Tarian ini ditarikan dalam upacara keagamaan besar seperti bhatara Tuun Kabeh dan upacara-upacara Dewa Yadnya  besar lainnya. Setiap irama kekawin yang dikumandangkan memilkki nilai religius yang tinggi selain gerakanny yaga sangat berfariasi. Tarian Dadap Sangkur selalu disambut hangat bagi para penontonnya, karena dibandingkan tarian baris yang lainnya tarian Dadap Inilah yang memiliki keunikan yang tinggi.
Tari Dadap Sangkur yang menggunakan kekawin Dadap Sangkur ditarikan oleh 8 orang penari, yang menarikan tarian  dan saling bersautan lagu satu sama lain lagu itu tergolong lagu kekawin yang diikat oleg guru dan laghu. Tarian Dadap Sangkur membawa sebuah jukung kecil dan keris. Tarian baris Dadap Sangkur menceritakan tentang parajurit yang berperang. Dalam tarian ini menggunakan  nyanyian pembuka sebagai tanda dimulainya tarian tersebut.
Jika dilihat masa sekarang  bisa dikatakan sulit untuk menguasai dua seni sekaligus yaitu seni tari dan suara, namun berbeda di desa pakraman Sambirenteng, calon-calon pragina baris sudah direkrut dari masuk organisasi sekaa Truna Truni. Agar nantinya jika terpilih menjadi anggota pragina tidak terlalu susah untuk mempelajarinya, seperti halnya menguasai tarian Dadap Sangkur
Tari Dadap Sangkur dulu dimiliki oleh Panca Satak diataranya desa Sambirenteng,  Desa Pinggan, Desa Siakin, Desa Songan, dan Desa Tembok. Dan sampai sekarang kelima desa itu tetap melestarikan. Tarian ini selain dituntut supaya mahir dalam menggerakkan anggota  tubuh, juga dituntut untuk mahir dalam cengkok kekawin, karena kekewin yang ditembangkan merupakan pokok dalam tarian ini.
Berbicara mengenai kekawin tentu kita tidak akan bisa lepas dari guru dan lagu yang  mengikat kekawin tersebut. Kekawin pada umumnya menggunakan bahasa kawi yang mengandung makna-makna tertentu di dalamnya. Kekawin merupakan salah satu bentuk kesusastraan dalam bentuk tembang atau nyanyian.
Kesusastraan Bali telah dikategorikan sebagai salah satu bentuk sastra daerah di Indonesia yang masih hidup di dalam lingkungan kebudayaan masyarakat Bali. Sebagaimana halnya dengan kesusastraan lainnya, kesusastraan Bali masih hidup dan berkembang baik secara lisan maupun tertulis. Misalnya kesusastraan Bali lisan yaitu berupa tutur dari mulut kemulut, sedangkan kesusastraan Bali tertulis yaitu berupa tutur, tapi teksnya masih bisa ditemukan, misalnya dalam bentuk teks satua, geguritan, kekawin  dan lain-lain.

_ _ _

> [TUGAS]:
1/ Tuliskan ulang seluruh bagian teks tentang Tari Dadap Sangkur dari "Tarian ini ditarikan" sampai "keunikan yang tinggi.".
2/ Menurut teks tentang Tari Dadap Sangkur, berapa orang penari yang menarikan tarian ini?
3/ Lanjutkan teks tentang Tari Dadap Sangkur setelah kalimat terakhirnya.

> [DATA YANG DIBERIKAN]:
_ _ _

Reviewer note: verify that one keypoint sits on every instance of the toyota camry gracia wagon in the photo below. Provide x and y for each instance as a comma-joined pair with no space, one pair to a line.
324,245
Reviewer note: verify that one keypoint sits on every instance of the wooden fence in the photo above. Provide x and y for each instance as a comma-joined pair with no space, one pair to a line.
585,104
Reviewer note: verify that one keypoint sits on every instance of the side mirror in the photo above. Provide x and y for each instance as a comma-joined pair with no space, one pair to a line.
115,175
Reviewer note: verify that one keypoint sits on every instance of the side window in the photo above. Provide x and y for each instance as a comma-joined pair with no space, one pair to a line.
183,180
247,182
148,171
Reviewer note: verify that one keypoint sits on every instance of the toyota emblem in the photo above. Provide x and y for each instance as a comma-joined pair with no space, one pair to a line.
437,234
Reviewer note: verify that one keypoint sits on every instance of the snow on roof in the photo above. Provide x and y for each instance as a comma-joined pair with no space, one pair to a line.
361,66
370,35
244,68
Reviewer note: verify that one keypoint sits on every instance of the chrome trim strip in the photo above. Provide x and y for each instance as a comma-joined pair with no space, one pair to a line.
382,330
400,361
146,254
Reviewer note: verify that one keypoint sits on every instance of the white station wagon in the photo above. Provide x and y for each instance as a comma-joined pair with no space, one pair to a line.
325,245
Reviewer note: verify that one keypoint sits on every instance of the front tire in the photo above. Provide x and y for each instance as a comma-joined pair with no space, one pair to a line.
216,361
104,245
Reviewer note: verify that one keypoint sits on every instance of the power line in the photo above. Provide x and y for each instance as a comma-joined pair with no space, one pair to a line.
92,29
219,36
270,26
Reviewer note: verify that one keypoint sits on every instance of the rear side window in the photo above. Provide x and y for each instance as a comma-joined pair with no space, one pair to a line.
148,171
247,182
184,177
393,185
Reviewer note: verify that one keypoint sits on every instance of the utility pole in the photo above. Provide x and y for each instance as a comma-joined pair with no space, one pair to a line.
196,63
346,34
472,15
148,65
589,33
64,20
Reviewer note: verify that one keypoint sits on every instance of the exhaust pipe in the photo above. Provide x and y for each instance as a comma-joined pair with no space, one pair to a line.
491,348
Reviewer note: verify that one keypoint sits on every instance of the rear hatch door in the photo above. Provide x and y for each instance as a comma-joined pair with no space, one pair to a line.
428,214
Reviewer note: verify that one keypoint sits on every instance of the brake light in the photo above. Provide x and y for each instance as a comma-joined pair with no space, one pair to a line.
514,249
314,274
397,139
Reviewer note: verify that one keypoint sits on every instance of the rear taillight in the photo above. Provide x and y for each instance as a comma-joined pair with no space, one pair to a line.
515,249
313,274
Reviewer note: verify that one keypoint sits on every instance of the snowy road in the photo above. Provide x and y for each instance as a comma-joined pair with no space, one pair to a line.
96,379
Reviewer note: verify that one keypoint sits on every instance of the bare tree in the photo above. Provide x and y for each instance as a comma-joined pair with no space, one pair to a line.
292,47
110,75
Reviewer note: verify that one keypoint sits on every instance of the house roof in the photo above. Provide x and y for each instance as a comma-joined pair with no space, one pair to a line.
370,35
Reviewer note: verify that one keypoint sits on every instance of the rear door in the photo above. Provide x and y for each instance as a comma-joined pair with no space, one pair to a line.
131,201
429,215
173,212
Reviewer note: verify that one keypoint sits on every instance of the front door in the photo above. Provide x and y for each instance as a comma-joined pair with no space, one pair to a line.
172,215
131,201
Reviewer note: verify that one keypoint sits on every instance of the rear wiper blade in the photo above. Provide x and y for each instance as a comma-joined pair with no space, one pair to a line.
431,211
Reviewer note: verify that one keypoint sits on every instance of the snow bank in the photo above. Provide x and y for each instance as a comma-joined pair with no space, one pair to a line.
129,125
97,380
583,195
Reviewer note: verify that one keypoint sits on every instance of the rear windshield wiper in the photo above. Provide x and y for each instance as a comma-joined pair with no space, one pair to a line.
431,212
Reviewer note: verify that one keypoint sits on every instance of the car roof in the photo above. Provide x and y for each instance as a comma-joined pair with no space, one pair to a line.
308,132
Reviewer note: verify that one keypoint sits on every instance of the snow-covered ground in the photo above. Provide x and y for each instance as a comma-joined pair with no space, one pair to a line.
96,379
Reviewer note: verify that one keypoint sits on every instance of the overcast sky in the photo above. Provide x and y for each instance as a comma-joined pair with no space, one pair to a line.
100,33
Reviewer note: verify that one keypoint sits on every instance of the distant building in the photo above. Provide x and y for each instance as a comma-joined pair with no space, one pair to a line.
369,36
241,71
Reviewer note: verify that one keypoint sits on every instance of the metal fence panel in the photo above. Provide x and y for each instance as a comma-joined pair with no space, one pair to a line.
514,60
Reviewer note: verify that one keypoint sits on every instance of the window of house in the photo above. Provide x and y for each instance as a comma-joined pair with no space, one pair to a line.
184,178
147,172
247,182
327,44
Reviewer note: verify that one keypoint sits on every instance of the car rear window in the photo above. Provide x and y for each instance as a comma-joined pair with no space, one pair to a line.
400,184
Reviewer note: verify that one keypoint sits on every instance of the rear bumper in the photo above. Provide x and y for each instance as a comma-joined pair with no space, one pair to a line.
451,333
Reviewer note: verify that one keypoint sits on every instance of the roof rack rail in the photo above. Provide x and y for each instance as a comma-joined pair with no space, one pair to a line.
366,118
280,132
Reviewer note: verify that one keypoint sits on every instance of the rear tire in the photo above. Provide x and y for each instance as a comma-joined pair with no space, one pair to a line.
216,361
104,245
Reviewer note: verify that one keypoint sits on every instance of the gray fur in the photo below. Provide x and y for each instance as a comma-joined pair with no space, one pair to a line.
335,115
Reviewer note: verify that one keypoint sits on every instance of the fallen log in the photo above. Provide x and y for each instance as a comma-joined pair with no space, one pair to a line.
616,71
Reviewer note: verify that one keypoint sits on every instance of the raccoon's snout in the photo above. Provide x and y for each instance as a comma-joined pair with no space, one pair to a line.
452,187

_ _ _

> [HASIL]:
1/
Tarian ini ditarikan dalam upacara keagamaan besar seperti bhatara Tuun Kabeh dan upacara-upacara Dewa Yadnya  besar lainnya. Setiap irama kekawin yang dikumandangkan memilkki nilai religius yang tinggi selain gerakanny yaga sangat berfariasi. Tarian Dadap Sangkur selalu disambut hangat bagi para penontonnya, karena dibandingkan tarian baris yang lainnya tarian Dadap Inilah yang memiliki keunikan yang tinggi.

2/ Tari Dadap Sangkur ditarikan oleh 8 orang penari.

3/
Hal tersebut dapat terlihat dari hasil karya sastra berbahasa Bali yang terus tumbuh dan berkembang. Di dalam pertumbuhan dan perkembangannya, kesusastraan Bali masih banyak dipengaruhi oleh kesusastraan Indonesia. Kesusastraan Bali merupakan hasil karya cipta sastrawan serta merupakan hasil imajinasi orang Bali yang menjadi kebudayaan dan dilestarikan secara turun temurun, karena didalam kesusastraan Bali tersebut tersirat pendidikan karakter yang dipakai tauladan dalam kehidupan sehari-hari, yang tidak akan bisa punah oleh perkembangan zaman. Hasil dari pada karya satra berkembang dan menjadi hasil kebudayaan yang adiluhung dan berkembang berkat pendukungnya atau pencipta dari karya sastra itu sendiri dan penikmatnya.
Secara garis besar kesusastraan Bali dapat dibedakan menjadi dua yaitu kesusastraan Bali purwa dan kesusastraan Bali anyar. Istilah kesusastraan Bali purwa sering disebut dengan istilah kesusastraan Bali tradisional sedangkan kesusastraan Bali anyar sering disebut dengan kesusastraan Bali modern. Kekawin  merupakan bentuk karya sastra Bali tradisional yang sangat di gemari pada zaman dahulu sampai sekarang . kekawin adalah ungkapan pribadi  manusia yang dituangkan lewat irama-irama suci  yang membangkitkan pesona dengan alat bahasa
Keberadaan sastra khususnya kekawin banyak mengandung pendidikan karakter yang dapahami sebagai cermin kehidupan. Memperkenalkan kekawin pada masyarakat khalayak  setidaknya dapat membentuk kepribadian menjadi lebih baik. pesan yang terkandung dalam kekawin dapat mengajarkan kita menjadi manusia yang lebiah baik dari sebelumnya, karena dalam kekawin mengandung unsur tutur yang didalamnya banyak tersirat pesan-pesan yang sangat baik kita pelajari.
Apabila kita telusuri kekawin sesungguhnya bukan hanya merupakan suatu hasil karya sastra yang memiliki nilai yang tinggi, akan tetapi lebih dari pada itu. Kekawin  banyak menyimpan filsafat hidup yang sangat bermanfaat bagi kehidupan manusia dan dapat dijadikan pedoman hidup dalam membina kehidupan bermasyarakat dan tuntutan hidup dalam pembentukan pribadi dan budi pekerti yang luhur bagi bangsa Indonesia pada umumnya dan masyarakat Bali pada khususnya. Alam dalam kaitannya dengan pendidikan, maka kekawin adalah salah satu media untuk memberikan nilai-nilai pendidikan yang sifatnya mendidik.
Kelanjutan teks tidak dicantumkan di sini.